• Short task 1
Please print the memoir passage from "Nadsan, by the" to "vegetarian culinary fantasies...".
• Short task 2
Write what follows the memoir passage, picking up right after its final sentence.

• Passage shown
◇ ◇ ◇

Nadsan, by the way, liked such things; he was clearly friends with humor. The student atmosphere in London surprised me. Freedom, those rows of mugs on the wall, and incredible vegetarian culinary fantasies...
And the next visit was private. My wife and I came for Trinity in 2005. I asked the priest to baptize me and marry us. Viera Rich, a translator, looked after us, gifted us a magnificent Trinity cross; Iryna Dubianetskaya and Ihar Labatsevich were the godparents. As a result, a collection of Tania's poetry in English, already revised in Vilnius, was published.
I told Father about our trips to the very Chernobyl exclusion zone, for which we managed to obtain permission. And I spoke about the village, of which little remained... We were there a second time, and everything looked like disorder and chaos: collapsed roofs, crumbling walls; in the village kitchen, a turtle was "ruling" – rattling utensils... And then, the next time, we no longer saw the village, but a uniform, young, clean forest, as if ready for études. That is, pure harmony was born from chaos and disorder. And the conclusion: harmony is not born from order.

◇ ◇ ◇

[Entries from a point annotation set]
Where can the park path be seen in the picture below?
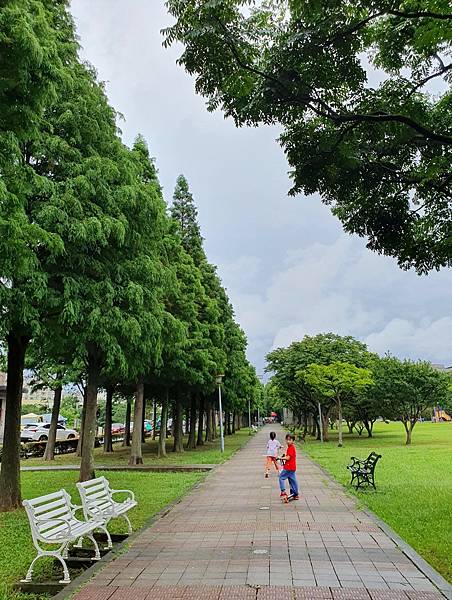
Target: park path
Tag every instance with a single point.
(232, 538)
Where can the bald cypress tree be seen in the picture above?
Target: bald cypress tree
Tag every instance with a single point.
(38, 51)
(185, 213)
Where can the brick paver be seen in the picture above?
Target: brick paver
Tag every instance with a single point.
(232, 538)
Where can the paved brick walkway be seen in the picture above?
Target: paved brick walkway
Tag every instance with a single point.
(232, 538)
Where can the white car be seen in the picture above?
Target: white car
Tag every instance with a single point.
(39, 432)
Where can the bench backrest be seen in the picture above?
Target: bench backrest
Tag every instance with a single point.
(95, 495)
(372, 460)
(49, 514)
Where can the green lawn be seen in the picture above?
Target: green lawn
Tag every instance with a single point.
(152, 490)
(414, 483)
(209, 453)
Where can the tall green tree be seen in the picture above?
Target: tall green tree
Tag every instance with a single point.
(378, 153)
(323, 349)
(337, 381)
(38, 51)
(185, 213)
(405, 389)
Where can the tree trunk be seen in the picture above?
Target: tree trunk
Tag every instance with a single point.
(191, 445)
(10, 496)
(82, 423)
(227, 418)
(90, 424)
(408, 433)
(200, 440)
(178, 445)
(209, 437)
(136, 456)
(368, 426)
(126, 441)
(187, 422)
(49, 453)
(154, 418)
(317, 428)
(108, 442)
(339, 410)
(142, 418)
(214, 424)
(325, 429)
(163, 423)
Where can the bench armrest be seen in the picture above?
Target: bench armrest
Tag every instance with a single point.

◇ ◇ ◇

• Task output 1
Nadsan, by the way, liked such things; he was clearly friends with humor. The student atmosphere in London surprised me. Freedom, those rows of mugs on the wall, and incredible vegetarian culinary fantasies...

• Task output 2
It seems to me that he found my stories interesting. Sometimes he even uncorked a bottle of Italian grappa, and the conversation could last past midnight.
I think we prayed to the same gods, and the first of them was Larysa Hienijush. I saw that Nadsan lived by her life motto:
I will not renounce my sole purpose,
And my heart will not tremble.
If I am to live, then live for Belarus,
And without it, not live at all.
At least no one expressed this motto so precisely. Nadsan respectfully kept Hienijush's convict shirt from the Gulag.
I see a deep connection between people like Hienijush and Nadsan. "When it's hard, but not hopeless" - she wrote to me on her book. What did she mean? Nadsan would definitely have explained it with humor. He always used humor.
One day we will remember the Belarusian emigration of the war. The one that became a continuation of Nashanivism, the BPR, and the Belarusianization of the 1920s. And they carried this through to our days. And into tomorrow.
* * *
The text was written for the Nadsan Readings, which took place at the European Humanities University on April 14–15, 2026.